• Region labeling records:
----
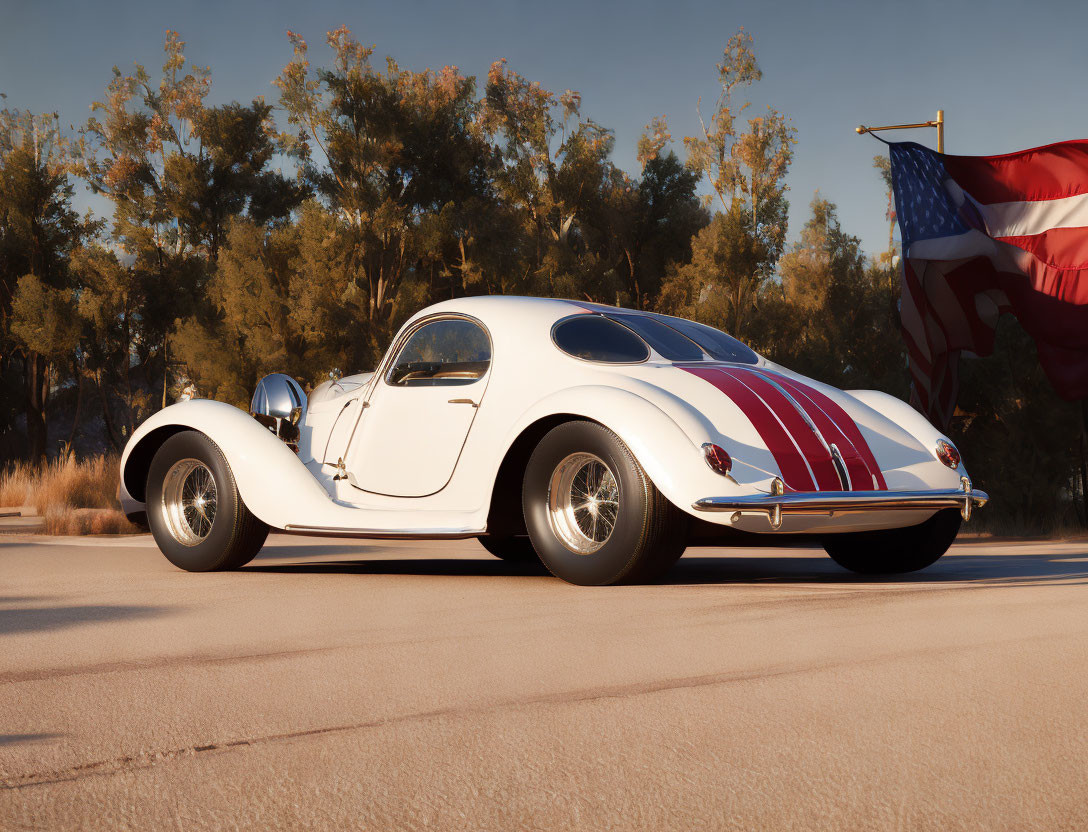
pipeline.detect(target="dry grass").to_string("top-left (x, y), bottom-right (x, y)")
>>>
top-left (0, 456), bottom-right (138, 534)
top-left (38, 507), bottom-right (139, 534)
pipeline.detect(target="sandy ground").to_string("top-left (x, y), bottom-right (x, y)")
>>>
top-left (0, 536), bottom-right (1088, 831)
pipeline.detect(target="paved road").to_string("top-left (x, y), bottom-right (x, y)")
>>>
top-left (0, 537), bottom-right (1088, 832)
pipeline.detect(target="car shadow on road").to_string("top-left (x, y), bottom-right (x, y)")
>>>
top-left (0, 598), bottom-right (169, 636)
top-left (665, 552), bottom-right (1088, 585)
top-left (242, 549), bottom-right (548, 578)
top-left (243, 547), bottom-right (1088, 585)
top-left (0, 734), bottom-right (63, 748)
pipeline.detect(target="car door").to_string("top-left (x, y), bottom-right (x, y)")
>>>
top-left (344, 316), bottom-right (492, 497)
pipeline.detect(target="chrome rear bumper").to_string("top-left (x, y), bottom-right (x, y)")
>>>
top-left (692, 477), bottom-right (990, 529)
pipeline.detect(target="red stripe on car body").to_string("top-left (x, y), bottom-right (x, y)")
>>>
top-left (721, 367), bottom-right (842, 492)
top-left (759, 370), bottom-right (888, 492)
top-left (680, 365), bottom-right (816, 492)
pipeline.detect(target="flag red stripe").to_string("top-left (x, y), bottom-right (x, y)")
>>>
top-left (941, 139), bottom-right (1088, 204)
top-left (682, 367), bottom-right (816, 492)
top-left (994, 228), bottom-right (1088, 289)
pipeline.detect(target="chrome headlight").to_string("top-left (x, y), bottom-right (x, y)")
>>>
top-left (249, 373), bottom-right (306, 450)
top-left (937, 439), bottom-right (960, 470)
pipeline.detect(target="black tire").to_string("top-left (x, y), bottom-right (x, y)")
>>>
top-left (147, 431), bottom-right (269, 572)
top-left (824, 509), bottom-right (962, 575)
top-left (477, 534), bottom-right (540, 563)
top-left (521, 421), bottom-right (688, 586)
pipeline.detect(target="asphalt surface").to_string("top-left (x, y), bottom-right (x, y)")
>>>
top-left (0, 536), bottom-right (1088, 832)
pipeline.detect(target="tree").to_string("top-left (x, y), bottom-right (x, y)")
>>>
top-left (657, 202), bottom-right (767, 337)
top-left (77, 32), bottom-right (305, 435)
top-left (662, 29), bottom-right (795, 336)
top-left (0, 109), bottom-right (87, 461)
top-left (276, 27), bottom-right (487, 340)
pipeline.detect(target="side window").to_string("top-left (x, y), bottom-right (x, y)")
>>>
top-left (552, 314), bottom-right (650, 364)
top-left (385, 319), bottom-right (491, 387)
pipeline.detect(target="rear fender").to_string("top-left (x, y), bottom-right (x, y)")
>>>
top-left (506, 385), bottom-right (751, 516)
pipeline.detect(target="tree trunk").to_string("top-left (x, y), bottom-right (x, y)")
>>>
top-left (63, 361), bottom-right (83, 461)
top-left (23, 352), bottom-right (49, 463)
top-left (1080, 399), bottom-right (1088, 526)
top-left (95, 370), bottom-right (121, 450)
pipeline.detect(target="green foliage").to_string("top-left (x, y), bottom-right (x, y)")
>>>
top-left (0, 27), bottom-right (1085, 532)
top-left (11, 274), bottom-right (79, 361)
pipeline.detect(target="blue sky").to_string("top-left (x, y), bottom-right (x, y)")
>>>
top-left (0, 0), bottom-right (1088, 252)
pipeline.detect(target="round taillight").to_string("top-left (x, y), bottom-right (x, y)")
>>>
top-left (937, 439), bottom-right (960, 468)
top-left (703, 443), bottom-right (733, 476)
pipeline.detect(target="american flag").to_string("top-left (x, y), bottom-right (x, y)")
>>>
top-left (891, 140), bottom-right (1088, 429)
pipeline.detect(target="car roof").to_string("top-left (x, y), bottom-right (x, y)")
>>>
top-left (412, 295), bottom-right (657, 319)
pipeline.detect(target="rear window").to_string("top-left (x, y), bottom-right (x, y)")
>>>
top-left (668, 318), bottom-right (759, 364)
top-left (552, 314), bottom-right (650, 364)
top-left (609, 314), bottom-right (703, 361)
----
• Objective: Reproduce the stretch of lines above from the one containing "stripe on car" through the one containing "top-left (276, 27), bottom-right (487, 340)", adding 57 to every coordinate in the answers.

• Response to the task:
pipeline.detect(target="red stripe on car body").to_string("top-left (x, y), bottom-right (x, y)")
>>>
top-left (778, 424), bottom-right (899, 549)
top-left (816, 427), bottom-right (945, 549)
top-left (737, 422), bottom-right (873, 549)
pipeline.detect(target="flag red stripe").to_string("top-left (x, y), bottom-right (x, y)")
>>>
top-left (998, 196), bottom-right (1145, 261)
top-left (739, 424), bottom-right (873, 549)
top-left (1051, 285), bottom-right (1145, 346)
pipeline.detect(target="chrome headlight").to_string("top-left (x, y), bottom-right (x, y)")
>>>
top-left (306, 430), bottom-right (363, 507)
top-left (994, 496), bottom-right (1017, 527)
pipeline.detect(target="black tire").to_string("top-left (x, y), bottom-right (x, y)")
>>>
top-left (204, 488), bottom-right (326, 629)
top-left (881, 566), bottom-right (1019, 632)
top-left (534, 591), bottom-right (597, 620)
top-left (578, 478), bottom-right (745, 643)
pipeline.detect(target="asphalt surface").to_string("top-left (x, y), bottom-right (x, y)")
>>>
top-left (57, 593), bottom-right (1145, 889)
pipeline.detect(target="tree").to_string("top-left (x, y), bottom-right (x, y)")
>>>
top-left (714, 259), bottom-right (824, 394)
top-left (134, 89), bottom-right (362, 492)
top-left (719, 86), bottom-right (852, 393)
top-left (57, 166), bottom-right (144, 518)
top-left (333, 84), bottom-right (544, 397)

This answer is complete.